* _DIRECTIONS_:
Start with the line that holds "Return one point per instance of the gravel". Please copy it and each remaining line below exactly, leaving pictures out.

* _Region pointing data_:
○ ○ ○
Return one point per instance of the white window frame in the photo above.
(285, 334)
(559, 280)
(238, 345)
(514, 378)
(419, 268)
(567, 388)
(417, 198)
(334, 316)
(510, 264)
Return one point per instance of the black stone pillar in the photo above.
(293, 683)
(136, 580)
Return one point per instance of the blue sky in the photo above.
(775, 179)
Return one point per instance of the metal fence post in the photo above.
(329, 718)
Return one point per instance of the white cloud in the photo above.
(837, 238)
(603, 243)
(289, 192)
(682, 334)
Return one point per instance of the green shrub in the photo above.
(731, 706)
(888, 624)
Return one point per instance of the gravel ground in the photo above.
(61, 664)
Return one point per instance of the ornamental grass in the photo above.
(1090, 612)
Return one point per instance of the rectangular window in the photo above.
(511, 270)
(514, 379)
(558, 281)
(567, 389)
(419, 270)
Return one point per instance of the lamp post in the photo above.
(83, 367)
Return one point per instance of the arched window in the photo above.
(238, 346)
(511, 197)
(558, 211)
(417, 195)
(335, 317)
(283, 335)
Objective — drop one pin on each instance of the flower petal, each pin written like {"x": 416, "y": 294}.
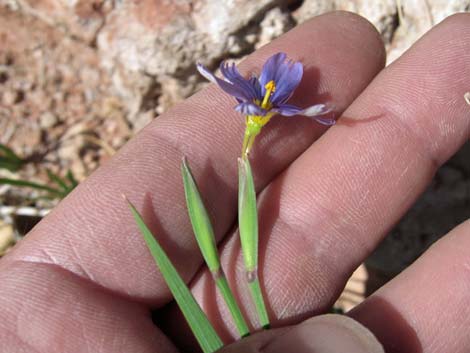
○ ○ ○
* _COMPLETED EXERCISE_:
Return one point per instance of the gravel ground in the photo above.
(61, 664)
Return one point per instance of the ornamental grass in the photo above.
(1090, 612)
Return one point per instance of the rectangular window in the photo above.
(511, 270)
(514, 379)
(558, 281)
(567, 389)
(419, 270)
Return one point per instance of the lamp post in the photo above.
(83, 367)
Return one point per instance of the arched window in the photo above.
(238, 346)
(511, 197)
(558, 211)
(417, 195)
(335, 317)
(283, 335)
Objective — drop one pin on each instance of the flower petal, each pin written like {"x": 416, "y": 294}.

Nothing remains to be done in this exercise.